(Entries from an annotation dataset)
»»

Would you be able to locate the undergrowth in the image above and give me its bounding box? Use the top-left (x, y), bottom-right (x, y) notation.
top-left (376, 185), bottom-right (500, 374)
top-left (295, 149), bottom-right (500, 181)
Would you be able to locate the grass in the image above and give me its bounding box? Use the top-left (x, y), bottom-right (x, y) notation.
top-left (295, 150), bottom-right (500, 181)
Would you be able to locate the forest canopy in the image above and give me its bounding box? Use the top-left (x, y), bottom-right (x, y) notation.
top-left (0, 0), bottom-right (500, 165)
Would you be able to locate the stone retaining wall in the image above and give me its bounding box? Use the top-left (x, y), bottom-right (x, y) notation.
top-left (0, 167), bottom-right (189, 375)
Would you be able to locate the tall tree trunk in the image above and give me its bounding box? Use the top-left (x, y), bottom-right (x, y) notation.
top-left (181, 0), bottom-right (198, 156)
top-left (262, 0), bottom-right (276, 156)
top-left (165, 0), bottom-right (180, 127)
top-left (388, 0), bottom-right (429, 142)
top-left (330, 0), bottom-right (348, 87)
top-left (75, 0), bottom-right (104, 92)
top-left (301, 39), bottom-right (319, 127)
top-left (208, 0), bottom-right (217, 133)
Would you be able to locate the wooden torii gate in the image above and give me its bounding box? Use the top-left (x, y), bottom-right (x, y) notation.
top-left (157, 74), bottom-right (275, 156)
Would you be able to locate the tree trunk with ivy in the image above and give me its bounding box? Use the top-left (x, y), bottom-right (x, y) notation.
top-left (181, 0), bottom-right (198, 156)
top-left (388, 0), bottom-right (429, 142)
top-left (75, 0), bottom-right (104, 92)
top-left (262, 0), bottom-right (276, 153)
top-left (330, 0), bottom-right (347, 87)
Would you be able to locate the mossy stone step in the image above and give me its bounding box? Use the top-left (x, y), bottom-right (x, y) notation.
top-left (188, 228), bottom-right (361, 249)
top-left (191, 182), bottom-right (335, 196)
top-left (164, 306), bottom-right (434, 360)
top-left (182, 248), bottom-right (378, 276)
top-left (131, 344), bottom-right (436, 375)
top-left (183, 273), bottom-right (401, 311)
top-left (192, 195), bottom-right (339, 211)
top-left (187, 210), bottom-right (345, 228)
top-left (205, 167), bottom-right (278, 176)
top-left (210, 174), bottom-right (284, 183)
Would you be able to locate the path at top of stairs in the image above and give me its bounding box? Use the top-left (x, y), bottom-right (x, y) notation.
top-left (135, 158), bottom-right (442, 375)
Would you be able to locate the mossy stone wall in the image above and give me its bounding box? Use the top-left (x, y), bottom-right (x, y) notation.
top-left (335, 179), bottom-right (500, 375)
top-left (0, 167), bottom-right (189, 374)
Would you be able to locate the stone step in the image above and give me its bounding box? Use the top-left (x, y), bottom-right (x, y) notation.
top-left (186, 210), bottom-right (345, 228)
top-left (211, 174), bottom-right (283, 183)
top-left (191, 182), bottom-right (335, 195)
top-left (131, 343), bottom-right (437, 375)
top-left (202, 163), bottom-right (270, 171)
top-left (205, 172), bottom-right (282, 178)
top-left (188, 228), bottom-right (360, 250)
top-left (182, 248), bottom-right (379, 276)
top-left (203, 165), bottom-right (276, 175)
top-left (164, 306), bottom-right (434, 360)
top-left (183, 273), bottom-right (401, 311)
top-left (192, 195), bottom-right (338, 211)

««
»»

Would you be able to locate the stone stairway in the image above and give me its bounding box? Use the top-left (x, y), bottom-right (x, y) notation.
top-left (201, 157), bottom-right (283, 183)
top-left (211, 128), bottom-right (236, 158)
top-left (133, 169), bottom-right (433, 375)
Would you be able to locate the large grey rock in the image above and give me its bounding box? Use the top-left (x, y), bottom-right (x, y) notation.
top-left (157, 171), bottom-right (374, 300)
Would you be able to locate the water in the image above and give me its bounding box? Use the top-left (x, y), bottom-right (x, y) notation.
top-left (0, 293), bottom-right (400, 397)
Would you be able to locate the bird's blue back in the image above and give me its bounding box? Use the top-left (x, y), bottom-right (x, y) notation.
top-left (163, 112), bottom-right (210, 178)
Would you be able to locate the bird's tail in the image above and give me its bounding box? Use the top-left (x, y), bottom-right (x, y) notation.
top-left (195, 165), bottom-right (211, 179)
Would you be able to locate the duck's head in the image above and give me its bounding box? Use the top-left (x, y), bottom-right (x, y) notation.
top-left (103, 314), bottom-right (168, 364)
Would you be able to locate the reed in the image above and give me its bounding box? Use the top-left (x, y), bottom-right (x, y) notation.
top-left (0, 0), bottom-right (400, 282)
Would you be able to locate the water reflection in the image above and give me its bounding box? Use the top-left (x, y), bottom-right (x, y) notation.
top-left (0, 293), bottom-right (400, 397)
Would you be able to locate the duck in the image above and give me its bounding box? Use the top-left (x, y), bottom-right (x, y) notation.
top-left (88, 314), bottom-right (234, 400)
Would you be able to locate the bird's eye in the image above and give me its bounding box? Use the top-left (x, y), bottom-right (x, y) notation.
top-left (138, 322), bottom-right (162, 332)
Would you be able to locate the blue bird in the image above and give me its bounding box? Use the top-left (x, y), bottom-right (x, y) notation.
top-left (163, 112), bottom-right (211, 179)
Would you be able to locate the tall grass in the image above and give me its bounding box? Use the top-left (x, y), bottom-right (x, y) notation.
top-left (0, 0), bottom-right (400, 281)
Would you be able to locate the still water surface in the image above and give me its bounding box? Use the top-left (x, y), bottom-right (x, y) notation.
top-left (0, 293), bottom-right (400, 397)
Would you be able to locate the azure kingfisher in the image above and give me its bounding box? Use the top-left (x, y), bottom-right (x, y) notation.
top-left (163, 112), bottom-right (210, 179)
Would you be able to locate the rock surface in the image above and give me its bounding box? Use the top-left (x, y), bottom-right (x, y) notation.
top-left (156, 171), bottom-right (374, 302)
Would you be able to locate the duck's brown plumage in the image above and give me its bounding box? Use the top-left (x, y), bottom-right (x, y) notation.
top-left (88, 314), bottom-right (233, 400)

««

_Given exercise_. Swap "rock surface" for "stone surface" in the lines from the one with "Would you be able to locate the azure" up to and including the one with "top-left (156, 171), bottom-right (374, 302)", leaving everything else unchanged. Return only those lines.

_Response to the exercise_.
Would you be able to locate the azure kingfisher in the image above and give me its bounding box? Use the top-left (x, y), bottom-right (x, y) notation.
top-left (163, 112), bottom-right (210, 179)
Would you be able to locate the stone surface in the image above and give me its bounding box? Use the top-left (x, y), bottom-right (x, y) notation.
top-left (156, 171), bottom-right (374, 302)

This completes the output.